• What this task involves
Even if the data beneath seems repetitive, write it all out again exactly.

(Data items)
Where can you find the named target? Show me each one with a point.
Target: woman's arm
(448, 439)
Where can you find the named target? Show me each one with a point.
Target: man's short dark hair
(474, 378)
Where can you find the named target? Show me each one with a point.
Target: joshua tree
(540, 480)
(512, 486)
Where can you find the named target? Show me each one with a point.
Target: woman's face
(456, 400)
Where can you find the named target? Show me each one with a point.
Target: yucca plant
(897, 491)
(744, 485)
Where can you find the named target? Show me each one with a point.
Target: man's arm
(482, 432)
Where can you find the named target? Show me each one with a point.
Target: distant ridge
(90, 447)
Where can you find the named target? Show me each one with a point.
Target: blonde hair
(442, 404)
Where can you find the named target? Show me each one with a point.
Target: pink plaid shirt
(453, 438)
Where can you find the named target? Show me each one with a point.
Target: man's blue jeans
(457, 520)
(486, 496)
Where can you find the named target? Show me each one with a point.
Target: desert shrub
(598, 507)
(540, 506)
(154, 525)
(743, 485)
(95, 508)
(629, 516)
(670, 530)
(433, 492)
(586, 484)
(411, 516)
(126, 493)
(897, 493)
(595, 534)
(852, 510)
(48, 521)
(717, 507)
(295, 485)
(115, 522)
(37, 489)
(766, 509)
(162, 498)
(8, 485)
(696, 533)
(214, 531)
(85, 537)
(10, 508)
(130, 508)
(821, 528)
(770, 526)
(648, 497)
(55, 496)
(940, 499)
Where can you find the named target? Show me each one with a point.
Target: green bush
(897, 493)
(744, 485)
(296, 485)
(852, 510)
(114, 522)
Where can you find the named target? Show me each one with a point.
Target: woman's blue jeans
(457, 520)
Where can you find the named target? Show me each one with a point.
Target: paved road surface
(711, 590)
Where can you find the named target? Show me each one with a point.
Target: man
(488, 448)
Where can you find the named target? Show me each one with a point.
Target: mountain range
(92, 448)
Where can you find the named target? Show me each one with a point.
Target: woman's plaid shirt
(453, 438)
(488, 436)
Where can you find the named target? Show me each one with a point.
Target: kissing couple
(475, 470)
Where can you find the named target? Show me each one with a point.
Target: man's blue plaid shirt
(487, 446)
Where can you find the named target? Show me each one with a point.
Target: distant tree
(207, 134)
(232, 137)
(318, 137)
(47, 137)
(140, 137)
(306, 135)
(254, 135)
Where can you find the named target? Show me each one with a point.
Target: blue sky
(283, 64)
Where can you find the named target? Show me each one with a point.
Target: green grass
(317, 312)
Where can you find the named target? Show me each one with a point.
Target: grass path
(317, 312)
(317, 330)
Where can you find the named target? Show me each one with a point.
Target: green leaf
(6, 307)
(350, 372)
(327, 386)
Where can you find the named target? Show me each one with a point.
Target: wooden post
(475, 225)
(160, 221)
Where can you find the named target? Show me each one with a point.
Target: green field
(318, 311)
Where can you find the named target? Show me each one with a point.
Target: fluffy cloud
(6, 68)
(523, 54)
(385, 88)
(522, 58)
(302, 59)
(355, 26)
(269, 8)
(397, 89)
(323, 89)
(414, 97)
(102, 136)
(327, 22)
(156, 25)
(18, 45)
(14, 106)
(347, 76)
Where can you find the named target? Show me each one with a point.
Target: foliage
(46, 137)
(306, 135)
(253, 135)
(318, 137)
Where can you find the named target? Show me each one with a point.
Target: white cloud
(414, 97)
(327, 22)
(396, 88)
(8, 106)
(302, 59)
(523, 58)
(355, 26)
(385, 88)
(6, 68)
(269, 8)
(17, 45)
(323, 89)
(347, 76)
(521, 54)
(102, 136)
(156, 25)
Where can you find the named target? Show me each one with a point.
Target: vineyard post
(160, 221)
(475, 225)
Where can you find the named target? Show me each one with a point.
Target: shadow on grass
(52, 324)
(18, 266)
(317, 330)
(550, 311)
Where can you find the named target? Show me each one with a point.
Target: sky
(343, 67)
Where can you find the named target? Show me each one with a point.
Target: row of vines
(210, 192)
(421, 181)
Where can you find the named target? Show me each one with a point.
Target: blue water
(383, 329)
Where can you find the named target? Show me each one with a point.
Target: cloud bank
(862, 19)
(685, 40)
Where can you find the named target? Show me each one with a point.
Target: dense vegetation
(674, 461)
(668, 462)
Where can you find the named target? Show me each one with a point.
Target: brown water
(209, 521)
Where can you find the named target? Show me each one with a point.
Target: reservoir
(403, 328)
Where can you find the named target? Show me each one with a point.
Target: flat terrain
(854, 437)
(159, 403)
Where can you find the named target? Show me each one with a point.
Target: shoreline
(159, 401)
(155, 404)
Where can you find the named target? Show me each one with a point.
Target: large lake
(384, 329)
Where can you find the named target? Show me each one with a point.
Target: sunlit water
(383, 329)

• Result of this task
Where can you find the named target? Show me each one with a point.
Target: woman's arm
(448, 439)
Where can you find the named target? Show me each one with a point.
Target: man's short dark hair
(474, 378)
Where can you find the named target? Show me each one with a point.
Target: joshua tree
(540, 480)
(512, 486)
Where can you find the named target? Show me each one with a point.
Target: woman's face
(456, 400)
Where can you find the named target? Show me each one with a point.
Target: yucca plant
(897, 491)
(744, 485)
Where can you find the named target? Show me each one with a point.
Target: man's arm
(482, 432)
Where can you find the named target? Show me each one with a point.
Target: distant ridge
(90, 447)
Where can you find the named target? Show me each one with a point.
Target: blonde hair
(442, 404)
Where can you find the named target? Show me each one with a point.
Target: pink plaid shirt
(453, 438)
Where can you find the named target? Show me each one with a point.
Target: man's blue jeans
(457, 520)
(486, 496)
Where can you find the named target? Show me each one with a point.
Target: desert shrub
(598, 507)
(540, 506)
(154, 525)
(743, 485)
(95, 508)
(629, 516)
(670, 530)
(433, 492)
(586, 484)
(411, 516)
(126, 493)
(897, 493)
(595, 534)
(852, 510)
(48, 521)
(717, 507)
(295, 485)
(115, 522)
(37, 489)
(766, 509)
(162, 498)
(8, 485)
(696, 533)
(214, 531)
(85, 537)
(10, 508)
(130, 508)
(821, 528)
(770, 526)
(648, 497)
(55, 496)
(940, 499)
Where can you find the named target? Show me each one with a point.
Target: green bush
(897, 493)
(744, 485)
(296, 485)
(852, 510)
(114, 522)
Where can you find the named target? Show me each one with a point.
Target: woman's blue jeans
(457, 520)
Where can you find the named target? Show me each one with a point.
Target: paved road surface
(711, 590)
Where can you find the named target? Show me each one with a point.
Target: man
(488, 448)
Where can you find the named target? Show me each one with a point.
Target: mountain range
(92, 448)
Where can you find the named target? Show me each one with a point.
Target: woman's plaid shirt
(453, 438)
(488, 436)
Where can you find the named target? Show me each one with a point.
Target: kissing couple
(475, 470)
Where can you find the named target? Show me each one with a point.
Target: man's blue plaid shirt
(487, 446)
Where can you find the named target? Show me each one with a point.
Target: distant tree
(207, 134)
(232, 137)
(318, 137)
(47, 137)
(140, 137)
(306, 135)
(254, 135)
Where can you find the named target? Show me each one with a point.
Target: blue sky
(283, 64)
Where can you find the named target? Show me each one with a point.
Target: green grass
(317, 312)
Where can you find the named target? Show me each one with a point.
Target: grass path
(317, 312)
(317, 330)
Where can you find the named target? Show me each one with a point.
Target: green leaf
(6, 307)
(350, 372)
(327, 386)
Where can you find the named target? Show me each one with a point.
Target: wooden post
(475, 225)
(160, 221)
Where can you find the named target? Show me each one with a point.
Target: green field
(318, 311)
Where can you find the named target? Show me each one with a point.
Target: fluffy cloud
(6, 68)
(523, 54)
(385, 88)
(522, 58)
(302, 59)
(355, 26)
(269, 8)
(397, 89)
(323, 89)
(414, 97)
(102, 136)
(327, 22)
(156, 25)
(18, 45)
(14, 106)
(347, 76)
Where can you find the named target? Show me each one with a point.
Target: foliage
(46, 137)
(306, 135)
(253, 135)
(318, 137)
Where can you find the named target? Show me each one with a point.
Target: white cloud
(414, 97)
(327, 22)
(396, 88)
(8, 106)
(302, 59)
(523, 58)
(355, 26)
(385, 88)
(6, 68)
(269, 8)
(17, 45)
(323, 89)
(347, 76)
(521, 54)
(102, 136)
(156, 25)
Where can you find the named target? Show me each one with a point.
Target: vineyard post
(160, 221)
(475, 225)
Where can you find the named target? Show me each one with a point.
Target: shadow on grass
(52, 324)
(18, 266)
(317, 330)
(550, 311)
Where can you find the named target? Show me each one with a point.
Target: sky
(343, 67)
Where can you find the named target? Show me each one with a point.
Target: row of vines
(210, 192)
(421, 181)
Where can you find the named target? Show me each one with a point.
Target: blue water
(383, 329)
Where can you find the named target? Show me each one with a point.
Target: cloud bank
(862, 19)
(685, 40)
Where can you find the named target? Show me each one with a point.
Target: dense vegetation
(674, 461)
(668, 462)
Where can you find the named target? Show me each one with a point.
Target: brown water
(209, 521)
Where can you find the named target? Show me each one with a point.
Target: reservoir
(403, 328)
Where can you find the named target? Show me each one with a point.
Target: flat terrain
(854, 437)
(159, 403)
Where can you find the named target? Show me each one with a point.
Target: shoreline
(159, 401)
(155, 404)
Where can you find the named target? Show me each one with a point.
Target: large lake
(384, 329)
Where can you find the named target? Show me each one with a point.
Target: sunlit water
(383, 329)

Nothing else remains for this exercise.